Stated goal: Convert every line of the records below into a JSON list of strings, one string per line, and skip any blank lines.

Material provided:
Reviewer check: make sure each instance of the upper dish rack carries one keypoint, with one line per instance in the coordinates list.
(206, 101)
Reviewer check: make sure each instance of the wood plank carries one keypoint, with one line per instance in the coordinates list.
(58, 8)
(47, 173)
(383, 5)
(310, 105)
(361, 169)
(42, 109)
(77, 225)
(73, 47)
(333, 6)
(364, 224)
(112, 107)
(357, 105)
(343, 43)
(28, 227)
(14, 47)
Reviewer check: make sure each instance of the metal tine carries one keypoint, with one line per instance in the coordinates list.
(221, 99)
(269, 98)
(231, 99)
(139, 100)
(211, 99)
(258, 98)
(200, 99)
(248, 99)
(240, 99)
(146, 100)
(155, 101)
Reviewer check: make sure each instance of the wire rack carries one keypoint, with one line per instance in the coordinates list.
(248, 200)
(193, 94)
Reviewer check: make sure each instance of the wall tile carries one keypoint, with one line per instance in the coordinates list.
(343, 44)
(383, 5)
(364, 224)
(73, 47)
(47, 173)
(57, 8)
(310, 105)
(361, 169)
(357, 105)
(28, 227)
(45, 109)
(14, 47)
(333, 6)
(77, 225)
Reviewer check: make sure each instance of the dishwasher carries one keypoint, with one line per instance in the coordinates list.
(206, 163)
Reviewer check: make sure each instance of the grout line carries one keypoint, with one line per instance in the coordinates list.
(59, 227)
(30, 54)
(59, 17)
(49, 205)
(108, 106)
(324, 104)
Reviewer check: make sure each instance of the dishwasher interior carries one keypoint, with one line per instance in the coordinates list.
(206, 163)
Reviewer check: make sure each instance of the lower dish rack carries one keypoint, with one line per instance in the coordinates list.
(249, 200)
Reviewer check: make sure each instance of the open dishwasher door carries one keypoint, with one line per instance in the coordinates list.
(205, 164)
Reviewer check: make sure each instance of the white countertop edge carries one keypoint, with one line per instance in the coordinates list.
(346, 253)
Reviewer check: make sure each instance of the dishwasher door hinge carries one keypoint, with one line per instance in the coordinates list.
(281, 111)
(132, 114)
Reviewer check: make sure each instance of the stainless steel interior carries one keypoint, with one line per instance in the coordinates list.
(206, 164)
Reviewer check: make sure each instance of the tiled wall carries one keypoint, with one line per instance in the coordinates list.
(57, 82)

Full output:
[
  "Reviewer check: make sure each instance of the upper dish rack carries one keypoint, with one line per instance in the coordinates list.",
  "(206, 101)",
  "Reviewer check: make sure each instance of the wood plank carries one keypoint, with one line per instance in the coordinates list.",
  "(58, 8)",
  "(47, 173)",
  "(383, 5)",
  "(310, 105)",
  "(361, 169)",
  "(42, 109)",
  "(77, 225)",
  "(73, 47)",
  "(333, 6)",
  "(364, 224)",
  "(112, 107)",
  "(357, 105)",
  "(343, 43)",
  "(28, 227)",
  "(14, 47)",
  "Reviewer check: make sure each instance of the metal tine carries one keypoint, with one line per instance in the coordinates list.",
  "(221, 99)",
  "(269, 98)",
  "(231, 99)",
  "(139, 100)",
  "(211, 99)",
  "(258, 98)",
  "(200, 99)",
  "(248, 99)",
  "(240, 99)",
  "(146, 100)",
  "(155, 101)",
  "Reviewer check: make sure each instance of the wire rack carries one keypoint, with one line per instance in the coordinates list.",
  "(248, 200)",
  "(193, 94)",
  "Reviewer check: make sure each instance of the wall tile carries one keypoint, with one line per instance in the coordinates list.",
  "(343, 44)",
  "(383, 5)",
  "(364, 224)",
  "(73, 47)",
  "(47, 173)",
  "(57, 8)",
  "(310, 105)",
  "(361, 169)",
  "(357, 105)",
  "(28, 227)",
  "(45, 109)",
  "(14, 47)",
  "(333, 6)",
  "(77, 225)",
  "Reviewer check: make sure each instance of the dishwasher carries one keypoint, with one line per instance in the coordinates list.",
  "(206, 163)",
  "Reviewer check: make sure each instance of the grout line carries one keypoint, with one line per instance in the coordinates list.",
  "(59, 227)",
  "(30, 54)",
  "(59, 17)",
  "(49, 205)",
  "(108, 106)",
  "(324, 104)",
  "Reviewer check: make sure each instance of the dishwasher interior carries one keypoint, with one line per instance in the coordinates list.",
  "(206, 163)",
  "Reviewer check: make sure each instance of the lower dish rack carries one keypoint, with one line per instance in the coordinates list.",
  "(249, 200)",
  "Reviewer check: make sure each instance of the open dishwasher door carries one keypoint, with one line per instance in the coordinates list.",
  "(205, 164)",
  "Reviewer check: make sure each instance of the white countertop edge carries one keypoint, with one line per instance in the coordinates list.",
  "(346, 253)",
  "Reviewer check: make sure each instance of the dishwasher door hinge carries one keypoint, with one line per instance in the coordinates list.",
  "(281, 111)",
  "(132, 114)",
  "Reviewer check: make sure each instance of the stainless steel interior carries one keypoint, with one line per instance in the coordinates list.",
  "(206, 164)",
  "Reviewer check: make sure each instance of the tiled wall carries one keypoint, with one line per instance in the coordinates list.",
  "(57, 82)"
]